_Text provided:_
►

Our role is to host the Canadian conversation. To give voice to Canadians in all their diversity, telling our stories, celebrating our heroes and educating our kids through news information and high impact distinctive programming. I hasten to add that private broadcasters do some of this programming as well and, in exchange, they are licensed to build profitable businesses around broadcasting popular, mostly American, programming. But for us it is our raison d’être and the most telling measurement of the success of this kind of programming, whether at CBC or Global, is not necessarily market share. Programming of this kind needs a more flexible instrument.
...<''Post'' columnist John> Ivison points to the fact that CBC Television does not do well on the list of Nielsen list of top 20 programs. In fact, Canadian programs generally do not do well in the overall top 20. Why? One reason is that a big US drama program, like West Wing or ER, will spend between three and five times more to make an hour of programming than it costs to make a top end Canadian show.

◄

_Stored data:_
►

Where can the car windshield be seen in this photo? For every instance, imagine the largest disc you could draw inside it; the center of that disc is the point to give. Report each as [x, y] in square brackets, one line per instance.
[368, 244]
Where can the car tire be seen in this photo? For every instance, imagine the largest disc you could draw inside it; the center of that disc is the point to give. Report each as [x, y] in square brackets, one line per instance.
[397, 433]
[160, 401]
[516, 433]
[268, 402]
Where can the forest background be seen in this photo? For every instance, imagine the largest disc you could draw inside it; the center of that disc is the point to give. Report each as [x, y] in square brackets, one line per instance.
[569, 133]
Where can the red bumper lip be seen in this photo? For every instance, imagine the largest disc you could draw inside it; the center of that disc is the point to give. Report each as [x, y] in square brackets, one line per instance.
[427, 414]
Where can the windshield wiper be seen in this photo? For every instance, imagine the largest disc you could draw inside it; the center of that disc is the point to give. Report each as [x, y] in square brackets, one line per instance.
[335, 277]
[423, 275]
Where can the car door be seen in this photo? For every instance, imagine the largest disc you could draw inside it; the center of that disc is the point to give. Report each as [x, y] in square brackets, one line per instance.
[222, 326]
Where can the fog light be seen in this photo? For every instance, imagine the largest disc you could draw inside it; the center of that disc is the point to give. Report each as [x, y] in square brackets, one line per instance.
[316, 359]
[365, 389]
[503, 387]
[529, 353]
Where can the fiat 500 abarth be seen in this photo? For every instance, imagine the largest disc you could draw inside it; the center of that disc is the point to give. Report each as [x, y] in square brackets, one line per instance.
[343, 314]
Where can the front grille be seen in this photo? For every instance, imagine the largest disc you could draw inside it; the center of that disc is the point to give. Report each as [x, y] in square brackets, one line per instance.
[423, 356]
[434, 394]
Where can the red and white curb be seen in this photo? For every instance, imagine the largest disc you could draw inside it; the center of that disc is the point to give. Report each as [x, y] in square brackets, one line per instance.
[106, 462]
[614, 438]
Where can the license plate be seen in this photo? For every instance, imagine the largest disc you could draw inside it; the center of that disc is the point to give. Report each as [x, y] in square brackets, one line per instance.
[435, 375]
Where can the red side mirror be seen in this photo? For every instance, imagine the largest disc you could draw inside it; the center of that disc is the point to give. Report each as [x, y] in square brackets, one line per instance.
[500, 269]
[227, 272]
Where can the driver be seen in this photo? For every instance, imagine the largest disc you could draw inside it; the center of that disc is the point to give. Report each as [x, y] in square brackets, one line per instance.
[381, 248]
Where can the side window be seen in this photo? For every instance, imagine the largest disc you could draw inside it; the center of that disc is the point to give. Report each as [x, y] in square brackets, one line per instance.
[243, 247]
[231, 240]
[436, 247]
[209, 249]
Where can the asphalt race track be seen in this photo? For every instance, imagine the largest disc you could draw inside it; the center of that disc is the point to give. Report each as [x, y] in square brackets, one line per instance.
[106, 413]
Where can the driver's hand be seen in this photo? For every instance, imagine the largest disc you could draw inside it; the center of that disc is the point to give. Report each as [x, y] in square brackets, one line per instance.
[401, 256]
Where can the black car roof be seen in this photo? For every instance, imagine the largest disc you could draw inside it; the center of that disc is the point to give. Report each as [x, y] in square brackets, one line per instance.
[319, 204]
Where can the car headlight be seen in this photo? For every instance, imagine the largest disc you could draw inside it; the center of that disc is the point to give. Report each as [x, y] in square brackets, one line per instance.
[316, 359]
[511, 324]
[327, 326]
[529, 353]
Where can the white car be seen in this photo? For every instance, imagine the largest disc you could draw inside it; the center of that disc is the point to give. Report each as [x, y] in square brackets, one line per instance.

◄

_Work instructions:_ Output the passage above about the CBC's role in Canadian broadcasting again, word for word.

_Full response:_
Our role is to host the Canadian conversation. To give voice to Canadians in all their diversity, telling our stories, celebrating our heroes and educating our kids through news information and high impact distinctive programming. I hasten to add that private broadcasters do some of this programming as well and, in exchange, they are licensed to build profitable businesses around broadcasting popular, mostly American, programming. But for us it is our raison d’être and the most telling measurement of the success of this kind of programming, whether at CBC or Global, is not necessarily market share. Programming of this kind needs a more flexible instrument.
...<''Post'' columnist John> Ivison points to the fact that CBC Television does not do well on the list of Nielsen list of top 20 programs. In fact, Canadian programs generally do not do well in the overall top 20. Why? One reason is that a big US drama program, like West Wing or ER, will spend between three and five times more to make an hour of programming than it costs to make a top end Canadian show.